## Exercise description
Here are some records; return them all exactly.

_ _ _ _

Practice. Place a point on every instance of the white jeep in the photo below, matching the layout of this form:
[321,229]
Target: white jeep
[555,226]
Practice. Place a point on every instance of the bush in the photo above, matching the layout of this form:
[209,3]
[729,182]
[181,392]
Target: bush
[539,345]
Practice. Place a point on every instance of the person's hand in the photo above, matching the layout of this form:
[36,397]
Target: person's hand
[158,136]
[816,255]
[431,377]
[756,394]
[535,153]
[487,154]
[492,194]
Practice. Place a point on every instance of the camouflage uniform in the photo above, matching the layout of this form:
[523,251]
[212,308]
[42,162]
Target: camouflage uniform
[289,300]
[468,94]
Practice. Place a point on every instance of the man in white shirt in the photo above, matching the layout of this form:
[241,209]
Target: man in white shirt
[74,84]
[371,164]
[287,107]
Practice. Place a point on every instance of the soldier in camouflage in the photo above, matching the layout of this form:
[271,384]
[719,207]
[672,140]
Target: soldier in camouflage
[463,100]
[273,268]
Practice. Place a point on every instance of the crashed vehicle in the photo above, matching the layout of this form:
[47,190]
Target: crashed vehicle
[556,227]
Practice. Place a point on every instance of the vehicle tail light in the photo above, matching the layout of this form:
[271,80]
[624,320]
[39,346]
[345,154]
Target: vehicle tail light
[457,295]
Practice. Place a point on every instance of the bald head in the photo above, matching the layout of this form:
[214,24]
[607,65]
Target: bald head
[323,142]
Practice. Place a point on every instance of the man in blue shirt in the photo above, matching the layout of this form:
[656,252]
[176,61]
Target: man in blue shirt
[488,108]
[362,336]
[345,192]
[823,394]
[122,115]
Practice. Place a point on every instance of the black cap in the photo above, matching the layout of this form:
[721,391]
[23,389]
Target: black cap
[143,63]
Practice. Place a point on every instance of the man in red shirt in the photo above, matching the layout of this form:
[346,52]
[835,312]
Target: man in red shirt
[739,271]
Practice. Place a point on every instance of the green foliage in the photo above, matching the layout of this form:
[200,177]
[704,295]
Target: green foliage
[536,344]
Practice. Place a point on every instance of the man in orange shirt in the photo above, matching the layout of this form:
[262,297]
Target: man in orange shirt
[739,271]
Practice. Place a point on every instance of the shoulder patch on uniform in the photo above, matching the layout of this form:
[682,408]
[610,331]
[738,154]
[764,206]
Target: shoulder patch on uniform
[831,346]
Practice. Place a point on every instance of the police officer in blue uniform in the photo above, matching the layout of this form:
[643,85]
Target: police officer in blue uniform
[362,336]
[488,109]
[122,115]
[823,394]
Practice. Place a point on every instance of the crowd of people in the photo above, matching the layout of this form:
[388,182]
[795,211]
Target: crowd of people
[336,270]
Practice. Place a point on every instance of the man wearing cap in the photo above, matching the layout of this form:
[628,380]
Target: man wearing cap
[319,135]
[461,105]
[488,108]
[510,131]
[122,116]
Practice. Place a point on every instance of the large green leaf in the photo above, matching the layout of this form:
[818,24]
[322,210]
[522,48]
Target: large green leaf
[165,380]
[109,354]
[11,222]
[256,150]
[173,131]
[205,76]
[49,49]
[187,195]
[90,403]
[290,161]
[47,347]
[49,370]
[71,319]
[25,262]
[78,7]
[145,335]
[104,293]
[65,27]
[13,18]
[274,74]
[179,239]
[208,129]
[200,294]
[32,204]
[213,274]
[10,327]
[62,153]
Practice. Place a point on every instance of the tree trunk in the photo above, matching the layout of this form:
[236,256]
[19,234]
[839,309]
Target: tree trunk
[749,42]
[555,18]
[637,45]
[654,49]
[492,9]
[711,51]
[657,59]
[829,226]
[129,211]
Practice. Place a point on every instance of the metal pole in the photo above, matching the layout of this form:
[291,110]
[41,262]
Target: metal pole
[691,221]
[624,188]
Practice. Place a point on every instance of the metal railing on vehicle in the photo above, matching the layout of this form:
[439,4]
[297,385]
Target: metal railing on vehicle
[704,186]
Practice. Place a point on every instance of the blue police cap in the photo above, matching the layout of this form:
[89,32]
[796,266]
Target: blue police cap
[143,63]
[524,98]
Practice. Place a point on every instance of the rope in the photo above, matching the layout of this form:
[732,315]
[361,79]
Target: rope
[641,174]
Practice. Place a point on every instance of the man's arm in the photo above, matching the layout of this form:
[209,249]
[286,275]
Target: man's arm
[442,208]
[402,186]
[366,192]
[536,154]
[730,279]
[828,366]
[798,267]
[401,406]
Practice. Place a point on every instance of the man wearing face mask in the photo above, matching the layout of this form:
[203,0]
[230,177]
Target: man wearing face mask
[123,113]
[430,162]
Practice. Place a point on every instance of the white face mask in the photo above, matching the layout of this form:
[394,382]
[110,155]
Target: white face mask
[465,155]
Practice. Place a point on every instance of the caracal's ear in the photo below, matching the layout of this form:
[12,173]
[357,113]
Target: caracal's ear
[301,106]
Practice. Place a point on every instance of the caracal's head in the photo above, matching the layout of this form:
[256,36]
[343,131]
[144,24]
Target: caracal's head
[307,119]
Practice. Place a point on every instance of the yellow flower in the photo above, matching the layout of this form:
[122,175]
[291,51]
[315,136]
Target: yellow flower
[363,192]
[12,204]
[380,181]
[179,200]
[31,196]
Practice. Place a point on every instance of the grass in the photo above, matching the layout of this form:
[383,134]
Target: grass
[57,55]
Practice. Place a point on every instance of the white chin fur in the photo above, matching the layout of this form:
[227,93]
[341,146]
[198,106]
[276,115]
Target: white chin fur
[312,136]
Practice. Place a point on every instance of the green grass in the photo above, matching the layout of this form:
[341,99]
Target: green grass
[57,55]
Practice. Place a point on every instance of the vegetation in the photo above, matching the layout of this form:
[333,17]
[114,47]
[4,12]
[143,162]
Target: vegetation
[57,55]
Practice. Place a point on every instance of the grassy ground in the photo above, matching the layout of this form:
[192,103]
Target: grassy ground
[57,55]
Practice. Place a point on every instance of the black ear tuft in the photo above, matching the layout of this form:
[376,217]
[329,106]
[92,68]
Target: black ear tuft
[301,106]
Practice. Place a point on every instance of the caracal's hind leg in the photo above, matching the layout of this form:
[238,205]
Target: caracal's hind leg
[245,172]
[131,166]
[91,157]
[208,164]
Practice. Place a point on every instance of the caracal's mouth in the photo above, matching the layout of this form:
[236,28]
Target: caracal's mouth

_ _ _ _

## Result of this exercise
Practice. Place a point on every instance of the white jeep in the photo below, matching the layout of this form:
[321,229]
Target: white jeep
[555,226]
Practice. Place a point on every instance of the bush in the photo above, matching the layout of this form:
[209,3]
[729,182]
[181,392]
Target: bush
[539,345]
Practice. Place a point on every instance of the person's hand in the photo above, matching the layout of this form:
[36,397]
Target: person's hand
[158,136]
[816,255]
[431,377]
[756,394]
[535,153]
[487,154]
[492,194]
Practice. Place a point on every instance of the camouflage uniform in the photo above, matching the layout of this form:
[523,251]
[212,308]
[42,162]
Target: camouflage uniform
[289,300]
[468,94]
Practice. Place a point on every instance of the man in white shirt in the photo above, matching the layout of this form:
[241,209]
Target: man in white shirt
[74,84]
[371,164]
[287,107]
Practice. Place a point on every instance of the soldier in camouflage in the photo above, matching the layout of this form:
[271,384]
[719,207]
[672,140]
Target: soldier in camouflage
[463,100]
[273,268]
Practice. Place a point on every instance of the crashed vehicle in the photo above, matching the layout of this form:
[47,190]
Target: crashed vehicle
[556,227]
Practice. Place a point on every instance of the vehicle tail light in the photo above, matching the layout of this form:
[271,80]
[624,320]
[39,346]
[345,154]
Target: vehicle tail light
[457,295]
Practice. Place a point on every instance of the bald head in the photo above, matching the layout of this form:
[214,24]
[607,65]
Target: bald head
[323,142]
Practice. Place a point on every instance of the man in blue shirt in the photo above, matching the layout of this form:
[656,252]
[176,61]
Target: man in blue shirt
[488,108]
[362,336]
[345,192]
[823,394]
[122,115]
Practice. Place a point on every instance of the black cap in the photo above, matching the layout of this form:
[721,391]
[23,389]
Target: black cap
[143,63]
Practice. Place a point on every instance of the man in red shirt in the photo above, matching the layout of this form:
[346,52]
[835,312]
Target: man in red shirt
[739,271]
Practice. Place a point on every instance of the green foliage in the photo above, matching the layout of this form:
[200,177]
[704,295]
Target: green foliage
[536,344]
Practice. Place a point on every instance of the man in orange shirt in the photo above, matching the layout of this form:
[262,297]
Target: man in orange shirt
[739,271]
Practice. Place a point on every instance of the shoulder patch on uniform in the photo above, matching the layout of this form:
[682,408]
[610,331]
[738,154]
[764,206]
Target: shoulder patch on uniform
[831,346]
Practice. Place a point on every instance of the police officer in blue uniform in the photo above, matching the layout of this form:
[643,85]
Target: police officer in blue uniform
[362,336]
[488,109]
[122,115]
[823,394]
Practice. Place a point on every instance of the crowd of people in the photo above, matching the layout of this form:
[388,182]
[795,211]
Target: crowd of people
[336,270]
Practice. Place a point on every instance of the man wearing cap in the photo above, matching the layout of this form:
[628,380]
Target: man wearing cap
[319,135]
[461,105]
[488,108]
[510,131]
[122,116]
Practice. Place a point on every instance of the large green leaf in the photo above, matching the layout of this form:
[818,24]
[322,210]
[522,48]
Target: large green leaf
[165,380]
[109,354]
[11,222]
[256,150]
[173,131]
[205,76]
[49,49]
[187,195]
[90,403]
[290,161]
[47,347]
[49,370]
[71,319]
[25,262]
[78,7]
[145,335]
[104,293]
[65,27]
[13,18]
[274,74]
[179,239]
[208,129]
[200,294]
[32,204]
[213,274]
[10,327]
[62,153]
Practice. Place a point on every instance of the tree trunk in the photo above, matching the layout of this form:
[236,256]
[19,234]
[839,309]
Target: tree trunk
[749,42]
[555,18]
[637,45]
[654,49]
[492,9]
[711,51]
[657,59]
[829,226]
[129,211]
Practice. Place a point on every instance of the metal pole in the photo above, matching the layout of this form:
[291,110]
[41,262]
Target: metal pole
[691,221]
[624,188]
Practice. Place a point on every instance of the metal railing on vehicle in the photo above, matching the layout of this form:
[439,4]
[297,385]
Target: metal railing on vehicle
[704,186]
Practice. Place a point on every instance of the blue police cap in the photo above, matching the layout of this form:
[89,32]
[796,266]
Target: blue police cap
[143,63]
[524,98]
Practice. Place a point on every instance of the rope in the photo above, matching the layout of this form:
[732,315]
[361,79]
Target: rope
[641,174]
Practice. Place a point on every instance of the man's arm in the photo above, matching the layout of this form:
[209,249]
[286,275]
Target: man's arm
[442,208]
[402,186]
[366,192]
[536,154]
[730,279]
[828,366]
[798,267]
[401,406]
Practice. Place a point on every instance of the man wearing face mask in the photo above, matching the layout of this form:
[203,0]
[230,177]
Target: man wearing face mask
[123,113]
[430,162]
Practice. Place a point on every instance of the white face mask in the photo above, matching the layout of this form:
[394,382]
[110,155]
Target: white face mask
[465,155]
Practice. Place a point on every instance of the caracal's ear in the photo below, matching the layout of this form:
[12,173]
[357,113]
Target: caracal's ear
[301,106]
Practice. Place a point on every instance of the caracal's head in the photo above, matching the layout of this form:
[256,36]
[343,131]
[144,24]
Target: caracal's head
[307,119]
Practice. Place a point on every instance of the yellow flower in the photo above, matching the layout of this form:
[122,175]
[291,51]
[315,136]
Target: yellow flower
[363,192]
[12,204]
[380,181]
[179,200]
[31,196]
Practice. Place a point on every instance of the grass in the photo above, matching the layout of this form:
[383,134]
Target: grass
[57,55]
Practice. Place a point on every instance of the white chin fur in the photo above, matching the layout of this form:
[227,93]
[341,146]
[198,106]
[276,115]
Target: white chin fur
[312,136]
Practice. Place a point on every instance of the green grass in the photo above, matching the layout of this form:
[341,99]
Target: green grass
[57,55]
Practice. Place a point on every instance of the vegetation in the photo above, matching the layout of this form:
[333,17]
[114,47]
[4,12]
[143,162]
Target: vegetation
[57,55]
Practice. Place a point on every instance of the grassy ground in the photo above, matching the layout of this form:
[192,103]
Target: grassy ground
[57,55]
Practice. Place a point on every instance of the black ear tuft in the photo above, matching the layout of this form:
[376,217]
[329,106]
[92,68]
Target: black ear tuft
[301,106]
Practice. Place a point on every instance of the caracal's hind leg in the photo above, matching the layout of this form:
[238,205]
Target: caracal's hind leg
[245,172]
[131,166]
[91,157]
[208,164]
Practice. Place a point on every instance of the caracal's mouth in the photo above, matching the layout of this form:
[236,28]
Target: caracal's mouth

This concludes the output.